▸ **TASKS TO CARRY OUT**:
1. Answer these about the forum thread on hip packs:
(a) What size bladder comes with the USWE Airborne 3?
(b) What kinds of rides is the Osprey Raptor 14 used for?
(c) Which hip pack does JAK name as a favorite from '84-'94?
2. Print the forum thread on hip packs word for word from "I also have" to "that day. YMMV...".

▸ **PASSAGE PROVIDED**:

I also have a USWE Airborne 3, with a 2L bladder, that I use for races where bottles are not real convenient, or I need/want the low profile pack. I use it in combo with a bottle or two on my bike.

Finally, I have an Osprey Raptor 14, with a 3L bladder, for longer and backcountry rides, where I need more storage and water.

So...it's all about options, and hip packs are a very viable and useful option, depending on the bike, ride, and what I need that day. YMMV...


----------



## JAK (Jan 6, 2004)

Pretty much full circle for me for various reasons. From '84-'94 I used hippacks - JANDD, Choss-n-Smith and my favorite, FISH Booty Rider. Then I used the original C-back for a couple years till I got a PIKA. Then a couple packs like the Hawg, etc that were all messing with my collarbone (AC-Grade3 separation) or just rode too high and messed up my DH-ness. Got a Wingnut and that remedied that with a great low-rider quality, think of a Vato in a '64 Impala - great ride quality and better than anything out there for cruise quality. However, a couple years ago the crepitus was just too much when using any shoulder strap on the MTB and even Moto so I went more storage on the bike and a nice Osprey hippack for SiSSyStikkin. I have a couple others from the past that being used again and my shoulder is pain free and my DH mellow is no longer harshed. Just my .02 and as said above, it's totally coo we have all these options to get our FUN on!

Point localization data
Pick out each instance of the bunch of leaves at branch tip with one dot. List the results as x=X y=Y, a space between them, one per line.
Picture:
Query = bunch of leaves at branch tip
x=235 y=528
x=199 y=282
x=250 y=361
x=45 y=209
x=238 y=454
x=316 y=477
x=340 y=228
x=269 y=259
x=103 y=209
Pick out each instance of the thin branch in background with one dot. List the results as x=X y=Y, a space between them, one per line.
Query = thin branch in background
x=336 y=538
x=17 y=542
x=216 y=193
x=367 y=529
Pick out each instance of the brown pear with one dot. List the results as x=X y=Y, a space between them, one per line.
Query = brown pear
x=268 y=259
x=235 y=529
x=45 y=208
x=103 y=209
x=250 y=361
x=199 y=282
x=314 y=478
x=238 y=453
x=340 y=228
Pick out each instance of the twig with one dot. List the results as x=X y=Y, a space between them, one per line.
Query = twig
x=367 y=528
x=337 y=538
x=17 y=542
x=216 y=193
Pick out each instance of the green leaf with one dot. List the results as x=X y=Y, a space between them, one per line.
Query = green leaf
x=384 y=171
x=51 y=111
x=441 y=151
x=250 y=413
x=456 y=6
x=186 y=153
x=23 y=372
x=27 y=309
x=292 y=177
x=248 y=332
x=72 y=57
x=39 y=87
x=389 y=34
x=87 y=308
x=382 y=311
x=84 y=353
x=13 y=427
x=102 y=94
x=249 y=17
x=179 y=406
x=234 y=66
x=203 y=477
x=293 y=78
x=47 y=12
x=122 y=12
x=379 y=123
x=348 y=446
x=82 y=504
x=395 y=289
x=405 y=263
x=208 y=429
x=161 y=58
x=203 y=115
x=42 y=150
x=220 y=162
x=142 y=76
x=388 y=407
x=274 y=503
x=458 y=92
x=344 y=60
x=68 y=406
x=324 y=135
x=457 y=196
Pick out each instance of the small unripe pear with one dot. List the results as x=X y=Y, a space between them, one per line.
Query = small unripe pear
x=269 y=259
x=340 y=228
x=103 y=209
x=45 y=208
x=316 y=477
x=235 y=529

▸ **RESPONSES BY TASK**:
1.
(a) 2L
(b) Longer and backcountry rides
(c) The FISH Booty Rider

2.
I also have a USWE Airborne 3, with a 2L bladder, that I use for races where bottles are not real convenient, or I need/want the low profile pack. I use it in combo with a bottle or two on my bike.

Finally, I have an Osprey Raptor 14, with a 3L bladder, for longer and backcountry rides, where I need more storage and water.

So...it's all about options, and hip packs are a very viable and useful option, depending on the bike, ride, and what I need that day. YMMV...